=== Data for processing ===

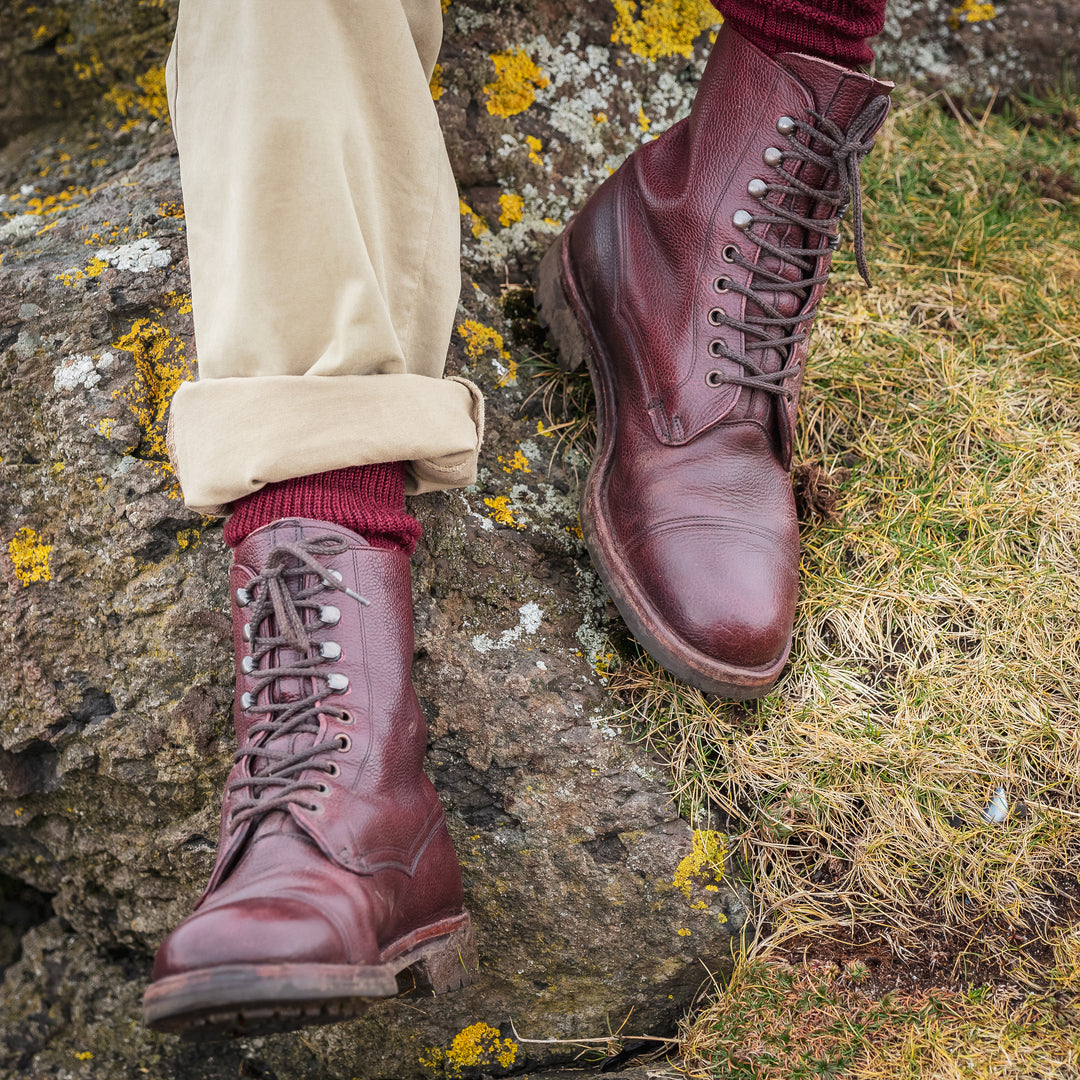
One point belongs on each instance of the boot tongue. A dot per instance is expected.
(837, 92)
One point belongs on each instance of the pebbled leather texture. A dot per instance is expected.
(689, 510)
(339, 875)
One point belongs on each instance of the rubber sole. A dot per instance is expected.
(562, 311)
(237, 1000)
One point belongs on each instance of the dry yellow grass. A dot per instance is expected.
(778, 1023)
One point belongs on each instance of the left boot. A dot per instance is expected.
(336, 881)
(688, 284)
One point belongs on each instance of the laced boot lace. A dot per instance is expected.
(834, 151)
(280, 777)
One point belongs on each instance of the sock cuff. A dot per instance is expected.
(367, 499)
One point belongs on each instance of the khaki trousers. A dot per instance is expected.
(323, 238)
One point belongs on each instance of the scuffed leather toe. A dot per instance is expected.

===

▶ [Task goal] Reproduce the records above with "boot" swapped for "shoe" everywhere it appears and nothing else altered. Leave out the pictures.

▶ [Answer to the exercise]
One point belongs on each instance of the shoe tongue. A dot per instance is expected.
(837, 92)
One point belongs on each instance of the pebbled leather texture. A dot per instance is expected.
(689, 510)
(339, 875)
One point belongs on each instance of the rubber sole. A dot per instance is expected.
(562, 311)
(237, 1000)
One point belongs on each instance of the dry yellow grass. A dot per instance is expected.
(778, 1023)
One point belongs on each instance of the left shoe. A dot per instance is expected.
(336, 881)
(688, 284)
One point belongs on each instance of the laced shoe lace. A dot per instance is expected.
(834, 151)
(280, 777)
One point belongs on each instance of the sock cuff. A dot per instance is expected.
(367, 499)
One point belongs on each instance of the khaki trousers. A dot per instance is expected.
(323, 238)
One point belongs on each instance of the scuffed leather toe. A dot per instance is expected.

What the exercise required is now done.